Your objective: Convert the material below into a Markdown table with the columns Row and Line, giving each non-blank line its own numbered row and omitting blank lines.

Material:
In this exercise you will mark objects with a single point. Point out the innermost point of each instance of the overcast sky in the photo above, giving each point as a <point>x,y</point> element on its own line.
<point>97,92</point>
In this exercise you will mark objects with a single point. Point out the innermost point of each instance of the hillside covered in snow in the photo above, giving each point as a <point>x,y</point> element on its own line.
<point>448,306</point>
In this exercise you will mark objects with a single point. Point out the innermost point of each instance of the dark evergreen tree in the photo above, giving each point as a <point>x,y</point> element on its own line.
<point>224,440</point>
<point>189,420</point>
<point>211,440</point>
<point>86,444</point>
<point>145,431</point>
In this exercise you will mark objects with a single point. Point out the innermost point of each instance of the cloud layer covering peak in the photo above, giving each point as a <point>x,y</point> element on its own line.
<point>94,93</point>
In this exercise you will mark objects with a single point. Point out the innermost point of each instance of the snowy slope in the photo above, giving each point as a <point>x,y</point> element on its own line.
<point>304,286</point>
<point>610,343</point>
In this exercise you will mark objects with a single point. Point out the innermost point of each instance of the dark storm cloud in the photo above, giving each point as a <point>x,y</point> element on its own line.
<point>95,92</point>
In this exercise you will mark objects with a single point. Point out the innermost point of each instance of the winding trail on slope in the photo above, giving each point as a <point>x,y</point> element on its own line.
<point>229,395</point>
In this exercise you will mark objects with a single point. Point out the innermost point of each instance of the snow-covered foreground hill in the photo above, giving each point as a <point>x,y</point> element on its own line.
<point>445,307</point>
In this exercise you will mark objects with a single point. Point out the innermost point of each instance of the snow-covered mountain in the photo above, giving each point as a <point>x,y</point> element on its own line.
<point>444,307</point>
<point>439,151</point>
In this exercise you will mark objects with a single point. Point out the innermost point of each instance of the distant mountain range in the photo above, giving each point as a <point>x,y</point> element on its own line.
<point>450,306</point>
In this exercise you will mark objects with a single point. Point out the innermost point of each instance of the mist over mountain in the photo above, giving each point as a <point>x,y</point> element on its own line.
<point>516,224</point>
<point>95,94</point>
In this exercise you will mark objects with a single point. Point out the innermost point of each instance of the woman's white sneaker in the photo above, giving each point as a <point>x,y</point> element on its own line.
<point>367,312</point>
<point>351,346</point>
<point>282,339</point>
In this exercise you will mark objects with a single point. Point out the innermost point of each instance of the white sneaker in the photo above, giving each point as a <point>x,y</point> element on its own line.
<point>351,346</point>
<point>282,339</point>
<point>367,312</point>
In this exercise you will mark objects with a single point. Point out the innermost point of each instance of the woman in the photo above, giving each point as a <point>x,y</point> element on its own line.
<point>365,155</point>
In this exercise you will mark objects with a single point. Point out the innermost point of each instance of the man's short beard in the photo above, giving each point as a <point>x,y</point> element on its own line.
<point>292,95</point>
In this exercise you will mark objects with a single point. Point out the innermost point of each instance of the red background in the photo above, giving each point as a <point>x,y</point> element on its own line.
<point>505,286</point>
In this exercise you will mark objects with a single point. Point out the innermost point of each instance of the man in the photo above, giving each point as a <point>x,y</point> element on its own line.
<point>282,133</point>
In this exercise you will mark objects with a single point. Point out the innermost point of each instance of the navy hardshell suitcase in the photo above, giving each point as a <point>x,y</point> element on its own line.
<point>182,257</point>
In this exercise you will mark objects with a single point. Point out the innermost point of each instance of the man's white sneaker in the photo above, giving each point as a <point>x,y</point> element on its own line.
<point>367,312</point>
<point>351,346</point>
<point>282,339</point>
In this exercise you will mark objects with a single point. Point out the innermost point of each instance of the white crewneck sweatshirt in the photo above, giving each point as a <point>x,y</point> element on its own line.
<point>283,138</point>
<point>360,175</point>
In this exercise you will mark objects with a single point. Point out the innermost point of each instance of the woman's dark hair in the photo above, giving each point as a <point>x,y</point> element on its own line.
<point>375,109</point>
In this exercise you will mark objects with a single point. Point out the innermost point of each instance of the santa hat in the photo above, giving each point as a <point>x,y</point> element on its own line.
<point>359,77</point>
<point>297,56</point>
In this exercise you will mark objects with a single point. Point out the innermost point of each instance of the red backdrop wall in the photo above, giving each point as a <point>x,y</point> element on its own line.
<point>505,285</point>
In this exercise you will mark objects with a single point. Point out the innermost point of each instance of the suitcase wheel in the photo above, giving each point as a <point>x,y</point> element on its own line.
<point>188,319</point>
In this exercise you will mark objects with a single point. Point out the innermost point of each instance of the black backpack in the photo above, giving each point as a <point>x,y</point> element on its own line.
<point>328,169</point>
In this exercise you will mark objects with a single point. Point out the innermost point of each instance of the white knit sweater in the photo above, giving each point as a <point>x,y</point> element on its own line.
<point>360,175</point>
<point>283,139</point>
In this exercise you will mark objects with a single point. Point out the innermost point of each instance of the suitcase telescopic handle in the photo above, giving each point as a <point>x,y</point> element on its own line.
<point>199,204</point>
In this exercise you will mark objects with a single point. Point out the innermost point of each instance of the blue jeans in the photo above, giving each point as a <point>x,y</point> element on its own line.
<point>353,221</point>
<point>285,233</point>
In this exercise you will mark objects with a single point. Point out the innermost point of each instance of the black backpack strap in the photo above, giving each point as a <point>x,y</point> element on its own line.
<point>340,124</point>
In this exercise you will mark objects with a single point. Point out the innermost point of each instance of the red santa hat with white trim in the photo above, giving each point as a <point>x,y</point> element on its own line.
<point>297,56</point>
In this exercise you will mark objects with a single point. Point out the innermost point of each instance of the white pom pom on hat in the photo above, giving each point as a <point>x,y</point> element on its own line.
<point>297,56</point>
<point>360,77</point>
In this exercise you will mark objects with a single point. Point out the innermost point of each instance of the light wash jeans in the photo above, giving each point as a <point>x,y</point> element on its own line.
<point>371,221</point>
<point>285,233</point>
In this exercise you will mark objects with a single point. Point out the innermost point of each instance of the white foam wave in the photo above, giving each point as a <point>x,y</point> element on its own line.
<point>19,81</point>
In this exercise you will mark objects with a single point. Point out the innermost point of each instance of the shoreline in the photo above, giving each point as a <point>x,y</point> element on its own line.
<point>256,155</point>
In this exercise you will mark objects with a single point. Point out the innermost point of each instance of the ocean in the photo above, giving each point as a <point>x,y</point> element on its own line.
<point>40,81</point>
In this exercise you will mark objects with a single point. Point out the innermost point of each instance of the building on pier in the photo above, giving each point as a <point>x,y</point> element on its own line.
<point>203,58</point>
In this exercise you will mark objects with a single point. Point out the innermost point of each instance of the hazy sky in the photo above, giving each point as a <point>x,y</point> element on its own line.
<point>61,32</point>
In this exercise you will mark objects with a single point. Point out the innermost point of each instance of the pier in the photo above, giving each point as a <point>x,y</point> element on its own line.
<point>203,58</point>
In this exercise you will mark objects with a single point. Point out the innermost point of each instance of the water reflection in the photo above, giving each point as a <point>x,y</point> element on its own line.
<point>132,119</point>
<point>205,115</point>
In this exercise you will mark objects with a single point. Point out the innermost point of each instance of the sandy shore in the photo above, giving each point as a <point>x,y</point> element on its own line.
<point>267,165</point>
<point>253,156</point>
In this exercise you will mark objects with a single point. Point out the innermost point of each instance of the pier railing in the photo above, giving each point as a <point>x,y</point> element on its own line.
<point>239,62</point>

Task output:
| Row | Line |
|---|---|
| 1 | In this exercise you will mark objects with a single point. Point out the innermost point of each instance of the overcast sky in the photo above, giving each point as a <point>x,y</point> element on its own line. |
| 2 | <point>97,92</point> |
| 3 | In this exercise you will mark objects with a single point. Point out the innermost point of each instance of the hillside covered in snow in the photo above, giving each point as a <point>x,y</point> element on its own line. |
| 4 | <point>448,306</point> |
| 5 | In this exercise you will mark objects with a single point. Point out the innermost point of each instance of the dark evergreen tree in the photo above, giving each point as a <point>x,y</point> element on its own line. |
| 6 | <point>224,440</point> |
| 7 | <point>189,420</point> |
| 8 | <point>211,440</point> |
| 9 | <point>86,444</point> |
| 10 | <point>145,431</point> |
| 11 | In this exercise you will mark objects with a single point. Point out the innermost point of each instance of the cloud layer covering peak in the photo above, giving each point as a <point>x,y</point> element on its own line. |
| 12 | <point>94,93</point> |
| 13 | In this exercise you will mark objects with a single point. Point out the innermost point of each instance of the snowy slope in the photo above, giving each point as a <point>x,y</point> element on its own line. |
| 14 | <point>304,286</point> |
| 15 | <point>610,343</point> |
| 16 | In this exercise you will mark objects with a single point. Point out the innermost point of each instance of the dark storm cloud in the photo above, giving each point as a <point>x,y</point> element on its own line. |
| 17 | <point>95,92</point> |
| 18 | In this exercise you will mark objects with a single point. Point out the innermost point of each instance of the winding trail on slope in the photo above, giving each point as a <point>x,y</point> element on its own line. |
| 19 | <point>229,395</point> |
| 20 | In this exercise you will mark objects with a single point. Point out the innermost point of each instance of the snow-covered foreground hill in the photo above, giving each point as a <point>x,y</point> element on its own line. |
| 21 | <point>445,307</point> |
| 22 | In this exercise you will mark objects with a single point. Point out the innermost point of each instance of the snow-covered mountain in the photo above, giving each point as a <point>x,y</point> element on its own line. |
| 23 | <point>444,307</point> |
| 24 | <point>439,151</point> |
| 25 | In this exercise you will mark objects with a single point. Point out the innermost point of each instance of the distant mountain range in the photo above, giving each point as a <point>x,y</point> element on its own line. |
| 26 | <point>450,306</point> |
| 27 | In this exercise you will mark objects with a single point. Point out the innermost point of each instance of the mist over mountain in the photo above, giving each point as a <point>x,y</point> element on its own line. |
| 28 | <point>516,224</point> |
| 29 | <point>95,94</point> |
| 30 | In this exercise you will mark objects with a single point. Point out the innermost point of each instance of the woman's white sneaker in the photo above, giving each point as a <point>x,y</point> element on its own line. |
| 31 | <point>367,312</point> |
| 32 | <point>351,346</point> |
| 33 | <point>282,339</point> |
| 34 | In this exercise you will mark objects with a single point. Point out the innermost point of each instance of the white sneaker in the photo above, giving each point as a <point>x,y</point> element on its own line. |
| 35 | <point>351,346</point> |
| 36 | <point>282,339</point> |
| 37 | <point>367,312</point> |
| 38 | In this exercise you will mark objects with a single point. Point out the innermost point of each instance of the woman in the photo above, giving each point as a <point>x,y</point> element on its own line. |
| 39 | <point>365,155</point> |
| 40 | In this exercise you will mark objects with a single point. Point out the innermost point of each instance of the man's short beard in the photo above, giving each point as a <point>x,y</point> element on its own line. |
| 41 | <point>292,95</point> |
| 42 | In this exercise you will mark objects with a single point. Point out the innermost point of each instance of the red background in the photo above, giving each point as a <point>x,y</point> element on its own line. |
| 43 | <point>505,286</point> |
| 44 | In this exercise you will mark objects with a single point. Point out the innermost point of each instance of the man in the photo above, giving each point as a <point>x,y</point> element on its own line. |
| 45 | <point>282,133</point> |
| 46 | In this exercise you will mark objects with a single point. Point out the innermost point of each instance of the navy hardshell suitcase in the photo above, giving each point as a <point>x,y</point> element on its own line. |
| 47 | <point>182,257</point> |
| 48 | In this exercise you will mark objects with a single point. Point out the innermost point of each instance of the man's white sneaker in the photo above, giving each point as a <point>x,y</point> element on its own line. |
| 49 | <point>367,312</point> |
| 50 | <point>351,346</point> |
| 51 | <point>282,339</point> |
| 52 | In this exercise you will mark objects with a single point. Point out the innermost point of each instance of the white crewneck sweatshirt in the photo above, giving each point as a <point>x,y</point> element on its own line. |
| 53 | <point>283,138</point> |
| 54 | <point>360,175</point> |
| 55 | In this exercise you will mark objects with a single point. Point out the innermost point of each instance of the woman's dark hair in the photo above, giving each point as a <point>x,y</point> element on its own line. |
| 56 | <point>375,109</point> |
| 57 | In this exercise you will mark objects with a single point. Point out the innermost point of each instance of the santa hat in the photo above, giving each point as a <point>x,y</point> element on its own line. |
| 58 | <point>359,77</point> |
| 59 | <point>297,56</point> |
| 60 | In this exercise you will mark objects with a single point. Point out the innermost point of each instance of the red backdrop wall in the photo above, giving each point as a <point>x,y</point> element on its own line. |
| 61 | <point>505,285</point> |
| 62 | In this exercise you will mark objects with a single point. Point out the innermost point of each instance of the suitcase wheel in the photo above, giving each point as a <point>x,y</point> element on its own line. |
| 63 | <point>188,319</point> |
| 64 | In this exercise you will mark objects with a single point. Point out the innermost point of each instance of the black backpack in the photo above, giving each point as a <point>x,y</point> element on its own line. |
| 65 | <point>328,169</point> |
| 66 | In this exercise you will mark objects with a single point. Point out the innermost point of each instance of the white knit sweater in the photo above, giving each point as a <point>x,y</point> element on its own line. |
| 67 | <point>360,175</point> |
| 68 | <point>283,139</point> |
| 69 | In this exercise you will mark objects with a single point. Point out the innermost point of each instance of the suitcase telescopic handle in the photo above, giving each point as a <point>x,y</point> element on its own line. |
| 70 | <point>199,204</point> |
| 71 | In this exercise you will mark objects with a single point. Point out the innermost point of each instance of the blue jeans in the photo above, giving each point as a <point>x,y</point> element on its own line. |
| 72 | <point>353,221</point> |
| 73 | <point>285,233</point> |
| 74 | In this exercise you will mark objects with a single point. Point out the innermost point of each instance of the black backpack strap in the photo above, giving each point as a <point>x,y</point> element on its own line. |
| 75 | <point>340,124</point> |
| 76 | In this exercise you will mark objects with a single point. Point out the innermost point of each instance of the red santa hat with white trim in the photo above, giving each point as a <point>x,y</point> element on its own line. |
| 77 | <point>297,56</point> |
| 78 | In this exercise you will mark objects with a single point. Point out the innermost point of each instance of the white pom pom on hat in the photo above, giving each point as a <point>x,y</point> element on its own line. |
| 79 | <point>297,56</point> |
| 80 | <point>360,77</point> |
| 81 | In this exercise you will mark objects with a single point. Point out the innermost point of each instance of the light wash jeans in the photo above, giving each point as a <point>x,y</point> element on its own line. |
| 82 | <point>371,221</point> |
| 83 | <point>285,233</point> |
| 84 | In this exercise you will mark objects with a single point. Point out the innermost point of each instance of the white foam wave in the photo above, giving each point as a <point>x,y</point> element on its own line. |
| 85 | <point>19,81</point> |
| 86 | In this exercise you will mark objects with a single point. Point out the innermost point of each instance of the shoreline in the photo above, giving each point as a <point>x,y</point> element on its own line. |
| 87 | <point>256,155</point> |
| 88 | In this exercise you will mark objects with a single point. Point out the innermost point of each instance of the ocean in the photo above, giving each point as a <point>x,y</point> element on its own line. |
| 89 | <point>40,81</point> |
| 90 | In this exercise you will mark objects with a single point. Point out the innermost point of each instance of the building on pier in the photo above, giving each point as a <point>x,y</point> element on its own line. |
| 91 | <point>203,58</point> |
| 92 | In this exercise you will mark objects with a single point. Point out the innermost point of each instance of the hazy sky in the photo above, giving each point as a <point>x,y</point> element on its own line. |
| 93 | <point>61,32</point> |
| 94 | In this exercise you will mark objects with a single point. Point out the innermost point of each instance of the pier in the photo above, giving each point as a <point>x,y</point> element on its own line. |
| 95 | <point>203,58</point> |
| 96 | In this exercise you will mark objects with a single point. Point out the innermost point of each instance of the water reflection in the photo above, giving each point as a <point>x,y</point> element on its own line. |
| 97 | <point>132,119</point> |
| 98 | <point>205,115</point> |
| 99 | In this exercise you will mark objects with a single point. Point out the innermost point of each instance of the sandy shore in the photo above, giving each point as a <point>x,y</point> element on its own line. |
| 100 | <point>267,165</point> |
| 101 | <point>253,156</point> |
| 102 | In this exercise you will mark objects with a single point. Point out the innermost point of each instance of the pier railing in the photo above, giving each point as a <point>x,y</point> element on its own line. |
| 103 | <point>239,62</point> |